Could you restate every line of the data word for word?

[Natural language region descriptions]

- - -

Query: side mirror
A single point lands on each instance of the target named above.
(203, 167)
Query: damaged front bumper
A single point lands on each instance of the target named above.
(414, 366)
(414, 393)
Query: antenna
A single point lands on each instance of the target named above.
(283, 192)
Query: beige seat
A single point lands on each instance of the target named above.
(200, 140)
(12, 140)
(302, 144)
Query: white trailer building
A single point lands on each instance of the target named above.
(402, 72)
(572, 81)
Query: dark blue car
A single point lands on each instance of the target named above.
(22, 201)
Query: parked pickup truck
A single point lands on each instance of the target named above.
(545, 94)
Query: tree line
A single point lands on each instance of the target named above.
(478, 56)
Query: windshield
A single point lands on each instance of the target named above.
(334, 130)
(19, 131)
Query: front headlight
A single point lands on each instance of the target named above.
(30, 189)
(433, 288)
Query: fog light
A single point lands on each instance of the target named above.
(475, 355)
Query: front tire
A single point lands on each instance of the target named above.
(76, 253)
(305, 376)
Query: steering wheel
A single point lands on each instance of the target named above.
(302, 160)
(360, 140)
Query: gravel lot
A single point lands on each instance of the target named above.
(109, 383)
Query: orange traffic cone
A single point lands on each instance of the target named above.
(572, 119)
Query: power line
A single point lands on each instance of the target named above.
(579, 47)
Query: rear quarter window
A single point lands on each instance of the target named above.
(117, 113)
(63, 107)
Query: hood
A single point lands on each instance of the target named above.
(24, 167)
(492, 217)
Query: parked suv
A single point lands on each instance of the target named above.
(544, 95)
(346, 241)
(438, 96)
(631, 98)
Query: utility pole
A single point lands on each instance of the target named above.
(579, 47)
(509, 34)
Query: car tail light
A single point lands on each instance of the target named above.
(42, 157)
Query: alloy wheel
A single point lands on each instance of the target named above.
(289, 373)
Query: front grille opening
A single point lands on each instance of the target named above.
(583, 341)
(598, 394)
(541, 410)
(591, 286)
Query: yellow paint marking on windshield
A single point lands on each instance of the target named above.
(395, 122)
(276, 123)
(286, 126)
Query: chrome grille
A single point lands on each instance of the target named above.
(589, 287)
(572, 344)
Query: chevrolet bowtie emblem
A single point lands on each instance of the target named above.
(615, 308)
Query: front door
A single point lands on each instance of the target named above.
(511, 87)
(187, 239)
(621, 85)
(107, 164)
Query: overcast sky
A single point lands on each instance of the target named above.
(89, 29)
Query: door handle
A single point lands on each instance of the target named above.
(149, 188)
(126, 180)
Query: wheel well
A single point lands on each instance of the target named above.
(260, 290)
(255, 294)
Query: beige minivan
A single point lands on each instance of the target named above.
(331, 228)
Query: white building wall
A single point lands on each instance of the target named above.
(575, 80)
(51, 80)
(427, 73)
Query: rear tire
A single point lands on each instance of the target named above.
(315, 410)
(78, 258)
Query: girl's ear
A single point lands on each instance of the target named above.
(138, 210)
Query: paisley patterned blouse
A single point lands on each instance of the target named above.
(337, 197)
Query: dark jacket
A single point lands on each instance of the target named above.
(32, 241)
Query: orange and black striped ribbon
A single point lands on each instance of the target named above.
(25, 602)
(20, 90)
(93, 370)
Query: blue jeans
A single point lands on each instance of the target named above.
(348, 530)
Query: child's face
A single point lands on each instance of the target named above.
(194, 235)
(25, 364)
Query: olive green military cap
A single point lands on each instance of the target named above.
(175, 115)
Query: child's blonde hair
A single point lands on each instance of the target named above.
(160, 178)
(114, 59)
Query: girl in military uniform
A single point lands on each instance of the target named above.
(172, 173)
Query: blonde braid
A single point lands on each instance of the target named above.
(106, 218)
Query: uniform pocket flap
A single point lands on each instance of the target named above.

- - -

Answer to this problem:
Query: side mirror
A single point lands on each instance of the target named above.
(203, 167)
Query: damaged front bumper
A single point lands on each instance of the target named above.
(414, 366)
(414, 393)
Query: antenna
A single point lands on each instance of the target named above.
(283, 192)
Query: beige seat
A single point lands on each instance of the target named above.
(200, 140)
(12, 140)
(302, 144)
Query: white trailer building
A single point lands on each instance of the target named above.
(402, 72)
(572, 81)
Query: dark blue car
A single point lands on each instance of the target named above.
(22, 201)
Query: parked pickup truck
A single point lands on each instance of the target named above.
(545, 94)
Query: tree line
A single point lands on each instance of the target named above.
(478, 56)
Query: windshield
A single point lands on each instance of the target named above.
(334, 130)
(19, 131)
Query: front headlight
A single point lands on each instance of the target named above.
(30, 189)
(433, 288)
Query: fog light
A single point lands on each instance of the target named above.
(475, 355)
Query: front tire
A single point lands on each instance of the target named above.
(76, 253)
(305, 376)
Query: steering wheel
A single point lands on each instance of the target named above.
(302, 160)
(360, 140)
Query: gravel lot
A single point lands on each instance of the target named above.
(109, 383)
Query: orange traffic cone
A single point lands on each instance of the target named above.
(572, 119)
Query: power line
A single point lands on each instance of the target named above.
(579, 47)
Query: rear quarter window
A single point lands on each instance of the target named above.
(117, 113)
(63, 107)
Query: hood
A single point lands on each instance of the target named above.
(24, 167)
(492, 217)
Query: parked suv
A single point lands on each instance of the target named above.
(544, 95)
(346, 241)
(438, 96)
(631, 98)
Query: utility pole
A single point lands on each instance of the target named above.
(579, 47)
(509, 34)
Query: car tail light
A single point lands on each instance of the target named above.
(42, 157)
Query: alloy wheel
A single point lands on each instance of the target named above.
(289, 373)
Query: front grille opening
A single point lands on each instance of the target named above.
(583, 341)
(598, 394)
(541, 410)
(591, 286)
Query: yellow paint marking on windshield
A single point lands on each instance of the target named above.
(395, 122)
(276, 123)
(286, 126)
Query: chrome grille
A single point lands on each instance of the target named above.
(589, 287)
(572, 344)
Query: chevrolet bowtie emblem
A single point lands on each instance of the target named above.
(615, 308)
Query: front door
A single point lands on each instance of the target named above.
(511, 87)
(187, 239)
(621, 85)
(107, 164)
Query: overcast sky
A single point lands on each instance of the target named above.
(89, 29)
Query: door handle
A single point lands on each instance of the target named above.
(149, 188)
(126, 180)
Query: wheel well
A single point lands on each instance of the target named above.
(260, 290)
(255, 294)
Query: beige minivan
A single point lands on each instance of the target named above.
(331, 228)
Query: white building wall
A single point lands on each instance of the target named above.
(575, 80)
(51, 80)
(427, 73)
Query: rear tire
A single point lands on each instance of the target named above.
(315, 410)
(78, 258)
Query: girl's ear
A single point lands on each instance of the target named above.
(138, 210)
Query: paisley patterned blouse
A single point lands on each instance of the target named above.
(337, 197)
Query: dark jacket
A single point lands on each instance of the target named above.
(32, 241)
Query: orange and black striped ribbon
A single point lands on each instance of the target named above.
(25, 602)
(20, 90)
(93, 370)
Query: blue jeans
A single point lands on each instance of the target named above.
(348, 530)
Query: child's face
A single point lands on each instance of the target named above.
(194, 235)
(25, 364)
Query: olive green military cap
A single point lands on each instance of the target named above.
(175, 115)
Query: child's blonde hair
A single point lands on each instance of the target named above.
(160, 178)
(114, 59)
Query: girl in military uniform
A single point lands on each instance of the target named above.
(172, 173)
Query: blonde braid
A single point lands on each instance of the target named above.
(106, 218)
Query: uniform pocket flap
A single point lands on each instance of the target named above.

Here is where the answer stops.